--- Text extract ---
———
As shown in <FIG>, the resource request method includes the following steps.

S202: A network device sends information about an SR resource to a remote UE, and the remote UE receives the information about the SR resource. The SR resource may be a dedicated SR resource.

S204: Send a second SR on the SR resource in a case that an uplink resource of the remote UE is insufficient to send a second BSR and/or a third BSR.

The second SR is used for requesting the network device to allocate a resource used for sending the second BSR and the third BSR to the remote UE, the second BSR is used for requesting the network device to allocate a first resource, the third BSR is used for requesting the network device to allocate a second resource, the first resource is a resource used for data transmission from the remote UE to a relay UE, and the second resource is a resource used for data transmission from the relay UE to the network device.

An example in which the uplink resource of the remote UE is insufficient to send the second BSR may include: the maximum number of transmittable bits of the uplink resource of the remote UE is less than the number of bits required to send the second BSR.

An example in which the uplink resource of the remote UE is insufficient to send the third BSR may include: the maximum number of transmittable bits of the uplink resource of the remote UE is less than the number of bits required to send the third BSR.

An example in which the uplink resource of the remote UE is insufficient to send the second BSR and the third BSR may include: the maximum number of transmittable bits of the uplink resource of the remote UE is less than a threshold, and the threshold is a sum of the number of bits required to send the second BSR and the number of bits required to send the third BSR.

The second BSR may be a sidelink BSR, the third BSR may be an uplink BSR, the first resource may be a sidelink resource, and the second resource may be an uplink resource.

S206: The network device allocates, according to the second SR, a resource used for sending the second BSR and the third BSR.

S208: The network device sends information about the resource used for sending the second BSR and the third BSR to the remote UE, and the remote UE receives the information about the resource used for sending the second BSR and the third BSR.

In the present invention, in a case that an uplink resource of a remote UE is insufficient to send at least one BSR of a second BSR or a third BSR, a second SR is sent to request a resource used for sending the second BSR and the third BSR, so that the second BSR and the third BSR are sent by using the resource. The second BSR and the third BSR are respectively used for requesting a first resource for data transmission from the remote UE to a relay UE and a second resource for data transmission from the relay UE to a network device, that is, the remote UE can not only request the first resource required for data transmission thereof, but also request the second resource required for data transmission of the relay UE without requiring each of the remote UE and the relay UE to request a resource. Therefore, the resource acquisition becomes more flexible and the resource acquisition efficiency is improved.

In the embodiment of <FIG>, the resource request method further includes:.

The relay UE re-selection includes at least one of the following: relay UE re-selection due to a sidelink measurement result being lower than a threshold, relay UE re-selection caused by an upper layer reason, or relay UE re-selection due to the relay UE stopping providing a service for the remote UE.

The relay stop operation includes: termination of communication with the network device, or direct communication with the network device without going through the relay UE.

For the embodiment of <FIG>, the all canceled pending SRs include the first SR in the embodiment of <FIG>. For the embodiment of <FIG>, the all canceled pending SRs include the second SR in the embodiment of <FIG>.
———
--- Material ---
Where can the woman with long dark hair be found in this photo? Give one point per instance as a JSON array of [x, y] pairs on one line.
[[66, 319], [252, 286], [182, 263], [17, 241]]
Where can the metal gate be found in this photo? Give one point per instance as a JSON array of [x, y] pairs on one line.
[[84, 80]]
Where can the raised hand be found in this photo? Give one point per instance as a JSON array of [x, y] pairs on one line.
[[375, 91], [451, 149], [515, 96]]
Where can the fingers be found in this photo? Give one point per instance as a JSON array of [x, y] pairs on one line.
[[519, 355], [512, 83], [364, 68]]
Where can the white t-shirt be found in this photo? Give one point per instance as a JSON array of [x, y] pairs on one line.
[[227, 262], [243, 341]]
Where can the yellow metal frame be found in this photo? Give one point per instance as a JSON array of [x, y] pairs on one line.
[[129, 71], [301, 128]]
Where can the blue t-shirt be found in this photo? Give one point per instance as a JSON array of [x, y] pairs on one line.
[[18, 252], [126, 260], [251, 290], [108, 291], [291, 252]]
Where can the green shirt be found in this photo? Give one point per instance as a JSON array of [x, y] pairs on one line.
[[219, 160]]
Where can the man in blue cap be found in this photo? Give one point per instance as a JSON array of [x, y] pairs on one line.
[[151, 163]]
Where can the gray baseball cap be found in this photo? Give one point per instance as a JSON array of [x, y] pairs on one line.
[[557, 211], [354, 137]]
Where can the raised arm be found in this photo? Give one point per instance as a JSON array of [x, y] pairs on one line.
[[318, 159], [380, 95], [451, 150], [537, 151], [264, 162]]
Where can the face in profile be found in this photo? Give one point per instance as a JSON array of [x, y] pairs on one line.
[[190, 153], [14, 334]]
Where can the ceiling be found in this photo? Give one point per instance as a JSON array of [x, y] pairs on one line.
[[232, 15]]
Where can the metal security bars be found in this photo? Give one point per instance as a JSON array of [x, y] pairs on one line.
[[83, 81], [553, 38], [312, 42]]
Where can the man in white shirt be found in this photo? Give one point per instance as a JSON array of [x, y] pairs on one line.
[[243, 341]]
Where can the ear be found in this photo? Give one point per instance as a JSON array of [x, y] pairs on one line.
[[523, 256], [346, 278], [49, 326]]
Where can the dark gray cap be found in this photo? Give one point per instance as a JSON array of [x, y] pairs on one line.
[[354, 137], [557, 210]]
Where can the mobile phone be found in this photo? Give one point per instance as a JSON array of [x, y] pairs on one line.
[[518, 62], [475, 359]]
———
--- Problem requirements ---
List every step number that begins with "S" in the text on the resource request method.

--- Response for this exercise ---
S202, S204, S206, S208